PROVIDED RECORDS section start
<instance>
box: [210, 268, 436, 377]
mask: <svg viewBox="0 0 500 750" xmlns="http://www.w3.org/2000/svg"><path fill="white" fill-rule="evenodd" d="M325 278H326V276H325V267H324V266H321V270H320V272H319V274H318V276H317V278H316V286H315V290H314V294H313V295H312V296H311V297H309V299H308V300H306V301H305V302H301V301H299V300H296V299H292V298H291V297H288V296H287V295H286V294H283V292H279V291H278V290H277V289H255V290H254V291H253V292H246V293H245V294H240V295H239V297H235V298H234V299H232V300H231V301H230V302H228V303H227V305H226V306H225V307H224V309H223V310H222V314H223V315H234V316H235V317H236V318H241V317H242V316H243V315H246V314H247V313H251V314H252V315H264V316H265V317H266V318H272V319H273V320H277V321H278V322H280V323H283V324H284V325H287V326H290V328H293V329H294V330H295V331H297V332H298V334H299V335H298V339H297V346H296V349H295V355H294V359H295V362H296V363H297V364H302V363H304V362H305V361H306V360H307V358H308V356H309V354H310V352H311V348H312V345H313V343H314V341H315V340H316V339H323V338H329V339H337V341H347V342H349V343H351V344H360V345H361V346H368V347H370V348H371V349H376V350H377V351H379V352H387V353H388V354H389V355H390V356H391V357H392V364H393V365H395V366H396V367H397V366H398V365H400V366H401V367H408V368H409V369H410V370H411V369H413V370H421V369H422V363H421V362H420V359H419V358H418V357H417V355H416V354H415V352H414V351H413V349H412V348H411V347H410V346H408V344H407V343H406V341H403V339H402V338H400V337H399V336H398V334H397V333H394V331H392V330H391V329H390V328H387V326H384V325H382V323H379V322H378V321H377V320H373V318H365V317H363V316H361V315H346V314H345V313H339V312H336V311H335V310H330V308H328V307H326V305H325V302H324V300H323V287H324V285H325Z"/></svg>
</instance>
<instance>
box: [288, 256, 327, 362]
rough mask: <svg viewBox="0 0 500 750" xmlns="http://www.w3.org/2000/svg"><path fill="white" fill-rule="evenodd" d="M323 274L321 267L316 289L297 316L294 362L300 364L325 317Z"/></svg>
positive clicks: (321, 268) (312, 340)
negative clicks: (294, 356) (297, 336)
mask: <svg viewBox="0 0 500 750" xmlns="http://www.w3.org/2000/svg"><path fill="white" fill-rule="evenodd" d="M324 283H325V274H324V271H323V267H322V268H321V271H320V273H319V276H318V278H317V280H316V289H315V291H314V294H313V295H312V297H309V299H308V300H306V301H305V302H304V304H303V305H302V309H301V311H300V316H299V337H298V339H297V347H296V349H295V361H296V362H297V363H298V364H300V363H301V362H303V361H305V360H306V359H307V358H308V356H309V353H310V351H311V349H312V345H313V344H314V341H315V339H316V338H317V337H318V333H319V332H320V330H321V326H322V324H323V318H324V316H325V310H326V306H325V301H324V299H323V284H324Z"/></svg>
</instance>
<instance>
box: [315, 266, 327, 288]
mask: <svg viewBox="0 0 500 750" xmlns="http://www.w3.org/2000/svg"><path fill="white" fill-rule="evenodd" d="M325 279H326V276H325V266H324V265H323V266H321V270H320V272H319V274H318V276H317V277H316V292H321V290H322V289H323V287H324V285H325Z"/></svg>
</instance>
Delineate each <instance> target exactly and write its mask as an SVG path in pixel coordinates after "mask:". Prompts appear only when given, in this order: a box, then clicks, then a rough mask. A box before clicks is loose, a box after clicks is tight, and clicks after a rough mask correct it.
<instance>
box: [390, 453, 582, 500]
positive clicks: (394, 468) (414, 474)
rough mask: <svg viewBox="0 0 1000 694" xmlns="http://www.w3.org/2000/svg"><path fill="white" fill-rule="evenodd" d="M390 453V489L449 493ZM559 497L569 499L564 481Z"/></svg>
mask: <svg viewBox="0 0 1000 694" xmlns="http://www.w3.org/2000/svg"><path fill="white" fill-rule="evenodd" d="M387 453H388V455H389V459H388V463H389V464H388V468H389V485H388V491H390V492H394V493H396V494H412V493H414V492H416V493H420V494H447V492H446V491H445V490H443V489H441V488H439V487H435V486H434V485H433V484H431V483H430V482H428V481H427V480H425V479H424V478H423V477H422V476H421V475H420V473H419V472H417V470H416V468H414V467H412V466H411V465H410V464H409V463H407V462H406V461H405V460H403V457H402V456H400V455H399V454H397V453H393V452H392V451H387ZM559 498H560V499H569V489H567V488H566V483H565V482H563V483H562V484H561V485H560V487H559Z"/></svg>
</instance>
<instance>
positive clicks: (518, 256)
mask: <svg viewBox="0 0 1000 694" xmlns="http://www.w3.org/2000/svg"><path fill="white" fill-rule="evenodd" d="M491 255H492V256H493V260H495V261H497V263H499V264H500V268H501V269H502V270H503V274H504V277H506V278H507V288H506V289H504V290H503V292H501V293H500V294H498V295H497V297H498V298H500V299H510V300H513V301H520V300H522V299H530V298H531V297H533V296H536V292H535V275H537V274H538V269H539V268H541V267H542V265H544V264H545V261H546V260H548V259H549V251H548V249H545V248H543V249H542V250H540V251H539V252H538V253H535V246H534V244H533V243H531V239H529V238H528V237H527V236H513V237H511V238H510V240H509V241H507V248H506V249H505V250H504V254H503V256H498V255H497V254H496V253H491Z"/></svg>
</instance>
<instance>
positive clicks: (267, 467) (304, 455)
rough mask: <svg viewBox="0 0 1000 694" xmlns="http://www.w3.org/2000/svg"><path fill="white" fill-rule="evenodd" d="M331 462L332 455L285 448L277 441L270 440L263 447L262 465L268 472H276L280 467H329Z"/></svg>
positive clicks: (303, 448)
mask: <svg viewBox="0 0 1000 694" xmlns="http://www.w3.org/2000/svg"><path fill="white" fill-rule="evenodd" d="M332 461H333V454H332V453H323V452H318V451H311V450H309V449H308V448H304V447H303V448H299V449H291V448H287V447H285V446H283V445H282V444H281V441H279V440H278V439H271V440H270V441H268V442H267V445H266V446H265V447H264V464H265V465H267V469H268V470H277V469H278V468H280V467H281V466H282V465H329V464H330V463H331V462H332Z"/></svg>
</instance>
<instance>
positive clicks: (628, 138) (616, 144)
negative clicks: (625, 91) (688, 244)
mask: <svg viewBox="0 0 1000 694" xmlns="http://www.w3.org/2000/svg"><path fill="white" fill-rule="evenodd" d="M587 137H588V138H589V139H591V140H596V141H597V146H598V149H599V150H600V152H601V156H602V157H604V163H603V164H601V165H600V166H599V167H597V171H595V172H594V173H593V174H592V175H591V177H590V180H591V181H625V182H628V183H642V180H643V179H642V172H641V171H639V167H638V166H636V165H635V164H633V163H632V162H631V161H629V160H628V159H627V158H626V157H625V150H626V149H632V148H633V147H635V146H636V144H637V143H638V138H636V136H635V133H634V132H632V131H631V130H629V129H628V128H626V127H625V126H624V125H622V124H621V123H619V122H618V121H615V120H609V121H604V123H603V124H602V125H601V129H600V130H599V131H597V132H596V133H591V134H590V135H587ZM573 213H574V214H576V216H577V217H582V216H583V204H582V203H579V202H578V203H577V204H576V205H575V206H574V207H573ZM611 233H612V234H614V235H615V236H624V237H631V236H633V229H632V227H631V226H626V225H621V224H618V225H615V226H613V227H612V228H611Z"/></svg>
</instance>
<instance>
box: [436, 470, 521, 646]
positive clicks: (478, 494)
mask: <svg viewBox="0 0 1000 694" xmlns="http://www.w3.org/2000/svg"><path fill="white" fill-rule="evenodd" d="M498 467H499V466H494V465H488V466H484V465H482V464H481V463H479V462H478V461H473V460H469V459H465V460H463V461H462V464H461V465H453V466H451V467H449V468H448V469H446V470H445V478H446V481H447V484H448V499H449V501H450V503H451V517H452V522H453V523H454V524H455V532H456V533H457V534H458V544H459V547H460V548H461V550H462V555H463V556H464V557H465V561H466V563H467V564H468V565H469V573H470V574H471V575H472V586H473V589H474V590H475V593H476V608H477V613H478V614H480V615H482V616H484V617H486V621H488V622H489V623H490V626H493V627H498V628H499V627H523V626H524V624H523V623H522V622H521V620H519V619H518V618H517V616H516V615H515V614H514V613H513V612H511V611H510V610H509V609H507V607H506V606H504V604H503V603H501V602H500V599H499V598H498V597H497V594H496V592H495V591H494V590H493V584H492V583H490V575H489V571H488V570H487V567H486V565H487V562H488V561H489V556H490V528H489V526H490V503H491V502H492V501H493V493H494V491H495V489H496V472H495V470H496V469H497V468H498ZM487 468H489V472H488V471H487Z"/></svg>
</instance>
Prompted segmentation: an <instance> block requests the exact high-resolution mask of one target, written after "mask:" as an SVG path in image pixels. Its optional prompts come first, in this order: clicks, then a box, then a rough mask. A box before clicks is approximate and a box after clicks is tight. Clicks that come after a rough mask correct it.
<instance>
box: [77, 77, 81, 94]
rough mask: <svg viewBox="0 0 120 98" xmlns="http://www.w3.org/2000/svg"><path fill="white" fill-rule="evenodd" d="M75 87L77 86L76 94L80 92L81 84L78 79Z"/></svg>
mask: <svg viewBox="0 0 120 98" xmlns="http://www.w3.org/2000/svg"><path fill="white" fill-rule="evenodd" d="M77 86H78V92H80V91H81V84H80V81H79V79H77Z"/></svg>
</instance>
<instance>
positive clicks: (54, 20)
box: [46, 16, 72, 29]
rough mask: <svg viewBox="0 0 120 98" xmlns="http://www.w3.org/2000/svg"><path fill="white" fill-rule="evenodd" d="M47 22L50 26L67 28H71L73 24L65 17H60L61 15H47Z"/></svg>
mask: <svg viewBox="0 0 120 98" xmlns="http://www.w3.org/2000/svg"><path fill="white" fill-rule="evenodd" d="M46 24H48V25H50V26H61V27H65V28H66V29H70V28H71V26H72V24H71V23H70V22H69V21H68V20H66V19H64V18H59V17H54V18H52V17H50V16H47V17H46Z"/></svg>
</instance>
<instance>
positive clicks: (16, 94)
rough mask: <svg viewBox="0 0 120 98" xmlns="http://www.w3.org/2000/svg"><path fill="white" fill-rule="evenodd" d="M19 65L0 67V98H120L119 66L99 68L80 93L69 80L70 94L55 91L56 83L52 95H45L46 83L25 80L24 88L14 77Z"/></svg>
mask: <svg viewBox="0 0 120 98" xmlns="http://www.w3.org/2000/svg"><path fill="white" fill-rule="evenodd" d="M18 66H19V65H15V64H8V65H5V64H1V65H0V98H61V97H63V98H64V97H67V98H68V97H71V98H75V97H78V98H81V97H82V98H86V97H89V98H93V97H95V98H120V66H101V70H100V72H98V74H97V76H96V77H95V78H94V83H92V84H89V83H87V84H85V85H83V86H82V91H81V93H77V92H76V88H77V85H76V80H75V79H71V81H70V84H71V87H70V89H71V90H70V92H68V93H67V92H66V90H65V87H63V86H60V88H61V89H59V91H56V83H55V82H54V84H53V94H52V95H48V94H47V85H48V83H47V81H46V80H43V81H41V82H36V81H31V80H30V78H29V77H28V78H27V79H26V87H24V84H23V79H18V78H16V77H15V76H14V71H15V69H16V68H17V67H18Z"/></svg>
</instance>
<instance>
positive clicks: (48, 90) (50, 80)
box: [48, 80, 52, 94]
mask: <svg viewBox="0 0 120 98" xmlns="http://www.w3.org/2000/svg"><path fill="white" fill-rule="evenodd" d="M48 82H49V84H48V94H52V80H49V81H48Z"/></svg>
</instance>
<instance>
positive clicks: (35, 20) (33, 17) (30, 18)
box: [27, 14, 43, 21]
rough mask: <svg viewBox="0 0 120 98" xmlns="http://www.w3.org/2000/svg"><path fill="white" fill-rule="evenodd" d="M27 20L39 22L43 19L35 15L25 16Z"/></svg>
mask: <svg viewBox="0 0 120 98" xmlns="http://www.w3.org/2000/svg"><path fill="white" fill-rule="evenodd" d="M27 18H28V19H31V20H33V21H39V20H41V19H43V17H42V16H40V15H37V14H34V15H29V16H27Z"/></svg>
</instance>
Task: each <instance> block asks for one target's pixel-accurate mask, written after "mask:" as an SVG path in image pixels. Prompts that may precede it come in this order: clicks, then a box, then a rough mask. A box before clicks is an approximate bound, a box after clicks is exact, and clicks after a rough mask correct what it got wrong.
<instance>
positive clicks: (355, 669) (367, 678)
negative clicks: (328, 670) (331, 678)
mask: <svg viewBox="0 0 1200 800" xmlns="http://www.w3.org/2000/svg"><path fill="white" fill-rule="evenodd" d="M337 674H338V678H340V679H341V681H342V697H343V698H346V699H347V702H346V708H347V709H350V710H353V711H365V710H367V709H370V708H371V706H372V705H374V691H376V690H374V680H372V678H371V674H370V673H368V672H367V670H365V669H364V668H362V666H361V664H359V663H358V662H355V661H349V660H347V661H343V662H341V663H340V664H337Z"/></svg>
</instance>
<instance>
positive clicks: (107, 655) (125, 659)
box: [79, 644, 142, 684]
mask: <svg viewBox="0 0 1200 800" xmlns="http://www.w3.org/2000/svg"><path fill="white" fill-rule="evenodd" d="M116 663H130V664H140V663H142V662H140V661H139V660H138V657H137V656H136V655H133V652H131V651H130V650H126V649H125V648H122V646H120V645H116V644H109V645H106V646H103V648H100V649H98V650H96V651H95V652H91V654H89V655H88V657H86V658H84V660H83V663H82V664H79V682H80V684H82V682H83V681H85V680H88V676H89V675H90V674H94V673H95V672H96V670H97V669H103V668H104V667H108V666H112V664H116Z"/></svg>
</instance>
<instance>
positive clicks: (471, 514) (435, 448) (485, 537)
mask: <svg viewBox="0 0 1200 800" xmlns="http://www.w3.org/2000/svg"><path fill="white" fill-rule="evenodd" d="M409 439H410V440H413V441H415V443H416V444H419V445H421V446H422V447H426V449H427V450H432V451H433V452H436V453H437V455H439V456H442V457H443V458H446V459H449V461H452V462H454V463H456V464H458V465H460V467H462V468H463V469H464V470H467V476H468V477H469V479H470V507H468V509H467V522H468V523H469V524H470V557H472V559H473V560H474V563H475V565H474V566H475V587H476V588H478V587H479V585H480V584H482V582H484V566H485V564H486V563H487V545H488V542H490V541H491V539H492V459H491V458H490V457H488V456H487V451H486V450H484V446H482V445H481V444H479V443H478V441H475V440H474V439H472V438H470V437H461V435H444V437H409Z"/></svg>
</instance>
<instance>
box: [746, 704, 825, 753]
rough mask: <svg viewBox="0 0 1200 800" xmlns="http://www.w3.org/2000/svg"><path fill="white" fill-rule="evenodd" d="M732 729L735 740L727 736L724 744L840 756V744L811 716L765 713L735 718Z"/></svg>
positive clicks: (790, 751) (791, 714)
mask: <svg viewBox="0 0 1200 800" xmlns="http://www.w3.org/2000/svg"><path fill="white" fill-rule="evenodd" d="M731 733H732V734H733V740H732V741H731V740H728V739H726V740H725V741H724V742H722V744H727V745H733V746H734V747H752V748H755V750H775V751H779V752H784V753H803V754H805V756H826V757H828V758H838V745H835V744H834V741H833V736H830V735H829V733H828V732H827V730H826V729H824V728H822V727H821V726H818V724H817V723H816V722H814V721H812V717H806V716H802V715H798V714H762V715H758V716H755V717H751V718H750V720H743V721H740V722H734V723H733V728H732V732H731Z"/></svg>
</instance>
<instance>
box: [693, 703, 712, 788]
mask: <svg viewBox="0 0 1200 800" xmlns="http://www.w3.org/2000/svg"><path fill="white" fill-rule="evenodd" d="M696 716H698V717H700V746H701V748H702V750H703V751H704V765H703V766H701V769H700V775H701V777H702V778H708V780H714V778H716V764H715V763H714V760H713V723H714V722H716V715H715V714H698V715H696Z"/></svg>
PROVIDED RECORDS section end
* _EXERCISE REQUIREMENTS_:
Show every line in the rows above that contains the word "each". Case matters.

* _WRITTEN RESPONSE_:
Delineate each <instance> target exactly and write its mask as an SVG path in pixel coordinates after "mask:". Prompts appear only when given, in this order: a box, then clicks, then a rough mask. A box before clicks is loose, a box after clicks is tight, and clicks after a rough mask correct it.
Task: each <instance> block asks for one target's pixel-accurate mask, written after "mask:" as an SVG path in image pixels. Prompts that may precede it come in this order: clicks, then a box, then a rough mask. A box before clicks is an approximate bound, a box after clicks is exact, and clicks after a rough mask correct what it got wrong.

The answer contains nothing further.